• [Extrait présenté]
Qui, en France, osera parler de suprématie blanche ?

Quand l’extrême droite sera au pouvoir en France, que ce soit en 2022 ou en 2027, élue sur son propre nom ou derrière le faux-nez des cyniques qui auront repris à leur compte le storytelling nationaliste et revanchard qui lui tient lieu de programme, je me demande qui, en France, osera parler de suprématie blanche. S’agit-il pourtant d’autre chose ? Le « grand remplacement » est encore qualifié de théorie raciste quand je lis à son sujet dans Le Monde, mais pour combien de temps ? La vitesse à laquelle elle se répand dans les esprits prouve qu’elle donne une physionomie à un cauchemar commun, beaucoup plus commun qu’on ne veut l’admettre. Les vies oniriques des électeurs de Zemmour/Le Pen (et de ceux qui partagent leur diagnostic mais pas les solutions) sont reliées par une seule et même passerelle.

• [Consigne A]
Selon l'extrait, dans quel journal le « grand remplacement » est-il encore qualifié de théorie raciste ?
• [Consigne B]
Citez l'extrait de « Quand l’extrême droite » à « une seule et même passerelle. ».

• [Matériel répertorié]
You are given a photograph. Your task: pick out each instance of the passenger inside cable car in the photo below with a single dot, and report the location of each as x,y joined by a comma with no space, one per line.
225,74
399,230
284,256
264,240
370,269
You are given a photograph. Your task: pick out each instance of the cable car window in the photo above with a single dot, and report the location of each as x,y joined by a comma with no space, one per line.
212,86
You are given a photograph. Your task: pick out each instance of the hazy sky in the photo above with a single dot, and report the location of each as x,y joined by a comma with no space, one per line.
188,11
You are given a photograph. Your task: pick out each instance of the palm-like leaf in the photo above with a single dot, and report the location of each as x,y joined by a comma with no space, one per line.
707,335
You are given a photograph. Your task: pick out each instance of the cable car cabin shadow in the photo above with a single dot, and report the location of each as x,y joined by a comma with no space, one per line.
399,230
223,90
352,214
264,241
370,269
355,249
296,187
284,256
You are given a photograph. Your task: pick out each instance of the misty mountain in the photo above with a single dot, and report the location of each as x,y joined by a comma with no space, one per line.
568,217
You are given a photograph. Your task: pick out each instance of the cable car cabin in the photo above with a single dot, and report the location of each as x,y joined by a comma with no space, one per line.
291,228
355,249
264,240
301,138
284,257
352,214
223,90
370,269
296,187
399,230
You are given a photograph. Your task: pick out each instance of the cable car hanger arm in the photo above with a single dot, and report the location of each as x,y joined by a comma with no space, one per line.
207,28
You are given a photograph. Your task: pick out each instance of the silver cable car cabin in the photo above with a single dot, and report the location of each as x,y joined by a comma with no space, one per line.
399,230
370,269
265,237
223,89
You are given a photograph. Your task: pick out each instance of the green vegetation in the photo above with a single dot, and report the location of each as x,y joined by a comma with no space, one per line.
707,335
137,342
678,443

• [Réponse rédigée A]
Dans Le Monde.

• [Réponse rédigée B]
Quand l’extrême droite sera au pouvoir en France, que ce soit en 2022 ou en 2027, élue sur son propre nom ou derrière le faux-nez des cyniques qui auront repris à leur compte le storytelling nationaliste et revanchard qui lui tient lieu de programme, je me demande qui, en France, osera parler de suprématie blanche. S’agit-il pourtant d’autre chose ? Le « grand remplacement » est encore qualifié de théorie raciste quand je lis à son sujet dans Le Monde, mais pour combien de temps ? La vitesse à laquelle elle se répand dans les esprits prouve qu’elle donne une physionomie à un cauchemar commun, beaucoup plus commun qu’on ne veut l’admettre. Les vies oniriques des électeurs de Zemmour/Le Pen (et de ceux qui partagent leur diagnostic mais pas les solutions) sont reliées par une seule et même passerelle.